### DOCUMENT TEXT
=======

And as those managers have known for years, a key ingredient for good IAQ is good ventilation. One simple method that managers can use to determine if a space is well-ventilated is to measure indoor carbon dioxide (CO2) levels.
CO2 is not only in the sky, but found in institutional and commercial buildings and part of the air we breathe. Good ventilation keeps the concentrations of CO2 and contaminants low to protect occupants and prevent contaminants from accumulating.
Managers are always looking for ways to improve IAQ in their facilities. The National Institute of Standards and Technology (NIST) developed a free tool that calculates target CO2 levels based on the user’s desired ventilation rate and information about the building and its occupants. With the NIST resource, managers can use CO2 readings to routinely check ventilation, detecting potentially unfavorable conditions that could lead to the buildup of harmful contaminants.

=======

### STUDY MATERIAL
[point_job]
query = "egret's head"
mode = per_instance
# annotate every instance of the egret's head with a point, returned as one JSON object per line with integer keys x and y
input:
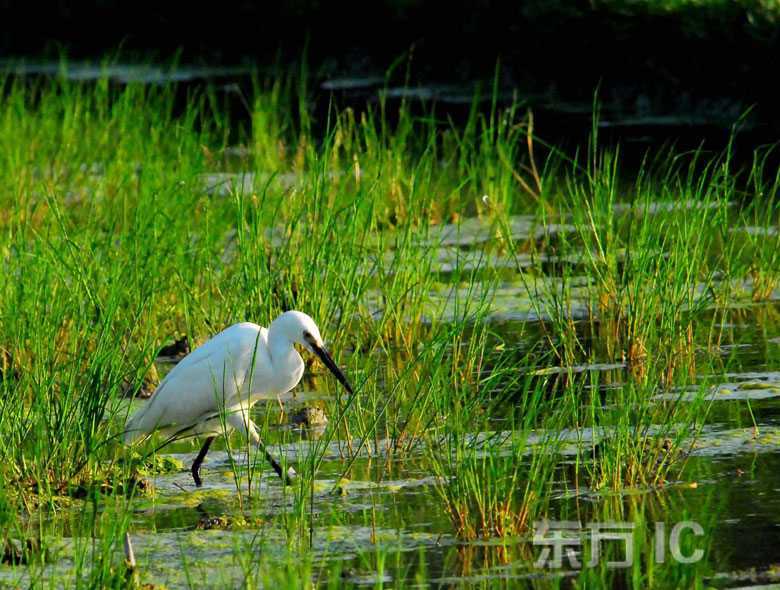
{"x": 301, "y": 329}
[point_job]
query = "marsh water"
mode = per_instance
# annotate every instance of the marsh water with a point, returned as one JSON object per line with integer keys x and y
{"x": 380, "y": 523}
{"x": 375, "y": 518}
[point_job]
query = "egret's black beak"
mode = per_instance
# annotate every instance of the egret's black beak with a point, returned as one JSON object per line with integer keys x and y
{"x": 325, "y": 357}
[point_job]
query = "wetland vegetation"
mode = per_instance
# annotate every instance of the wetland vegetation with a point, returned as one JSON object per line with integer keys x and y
{"x": 533, "y": 336}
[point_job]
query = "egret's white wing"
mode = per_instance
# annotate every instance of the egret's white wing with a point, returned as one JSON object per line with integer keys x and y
{"x": 209, "y": 379}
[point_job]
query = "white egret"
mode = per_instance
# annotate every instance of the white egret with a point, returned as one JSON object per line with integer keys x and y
{"x": 214, "y": 387}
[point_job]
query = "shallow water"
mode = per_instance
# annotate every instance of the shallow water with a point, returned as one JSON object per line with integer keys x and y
{"x": 384, "y": 524}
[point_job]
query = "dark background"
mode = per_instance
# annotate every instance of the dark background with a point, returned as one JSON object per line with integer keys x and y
{"x": 658, "y": 66}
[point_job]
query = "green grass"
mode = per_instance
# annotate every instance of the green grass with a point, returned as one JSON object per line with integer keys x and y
{"x": 115, "y": 240}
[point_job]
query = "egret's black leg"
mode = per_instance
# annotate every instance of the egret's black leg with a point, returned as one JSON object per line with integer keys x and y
{"x": 199, "y": 459}
{"x": 288, "y": 477}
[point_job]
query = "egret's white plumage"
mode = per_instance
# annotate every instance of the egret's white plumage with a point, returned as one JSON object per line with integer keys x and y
{"x": 216, "y": 385}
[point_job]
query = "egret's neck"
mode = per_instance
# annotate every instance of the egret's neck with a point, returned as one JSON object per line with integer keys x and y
{"x": 281, "y": 348}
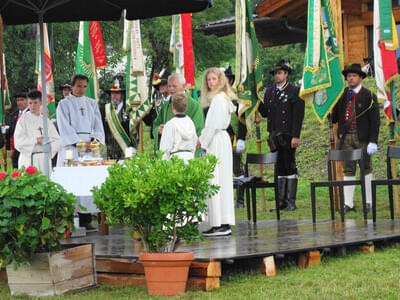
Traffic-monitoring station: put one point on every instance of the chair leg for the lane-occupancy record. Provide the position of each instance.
(248, 202)
(253, 200)
(331, 202)
(373, 191)
(390, 188)
(341, 203)
(313, 212)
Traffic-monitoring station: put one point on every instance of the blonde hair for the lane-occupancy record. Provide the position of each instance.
(179, 102)
(223, 86)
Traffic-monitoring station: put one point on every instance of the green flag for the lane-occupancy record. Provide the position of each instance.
(249, 74)
(322, 82)
(84, 61)
(4, 95)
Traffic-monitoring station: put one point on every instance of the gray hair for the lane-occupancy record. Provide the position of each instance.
(180, 77)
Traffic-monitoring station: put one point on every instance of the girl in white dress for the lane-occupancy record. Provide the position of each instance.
(217, 95)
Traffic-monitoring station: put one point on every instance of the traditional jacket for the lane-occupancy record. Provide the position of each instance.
(114, 151)
(367, 115)
(283, 109)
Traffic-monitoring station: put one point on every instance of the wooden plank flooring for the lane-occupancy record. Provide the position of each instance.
(266, 238)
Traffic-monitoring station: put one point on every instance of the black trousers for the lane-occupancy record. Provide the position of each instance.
(286, 163)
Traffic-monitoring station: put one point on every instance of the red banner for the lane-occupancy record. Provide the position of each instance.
(188, 49)
(96, 40)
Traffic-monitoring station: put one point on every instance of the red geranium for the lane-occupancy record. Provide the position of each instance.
(30, 170)
(15, 174)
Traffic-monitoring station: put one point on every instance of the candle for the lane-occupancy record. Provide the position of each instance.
(69, 154)
(128, 153)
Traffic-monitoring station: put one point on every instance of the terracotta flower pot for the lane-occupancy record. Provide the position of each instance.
(166, 273)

=======

### ACTIVITIES
**1)** In the passage on indoor carbon dioxide and ventilation, which organization developed the free tool that calculates target CO2 levels?
**2)** Please resume the passage on indoor carbon dioxide and ventilation after its last sentence.
You can set the lines aside.

### PER-TASK OUTPUTS
**1)** The National Institute of Standards and Technology (NIST).

**2)**
“By measuring CO2, you can verify that you’re achieving the ventilation rate that your space was designed for, but you need to consider all the factors that impact CO2 levels,” says NIST Fellow Andrew Persily, author of a new paper in the journal Indoor Air that describes how to properly use CO2 to gauge ventilation and the NIST tool.
CO2 monitoring technology rose in popularity during the pandemic, as federal and industry experts recommended improved ventilation along with using other measures such as masks and air filters, which do not capture CO2 but can stop the spread of infectious aerosols. But monitoring is only half the battle.
“With the pandemic, many restaurants and other kinds of businesses started putting CO2 monitors on the wall. But what do those numbers they are showing mean,” Persily says.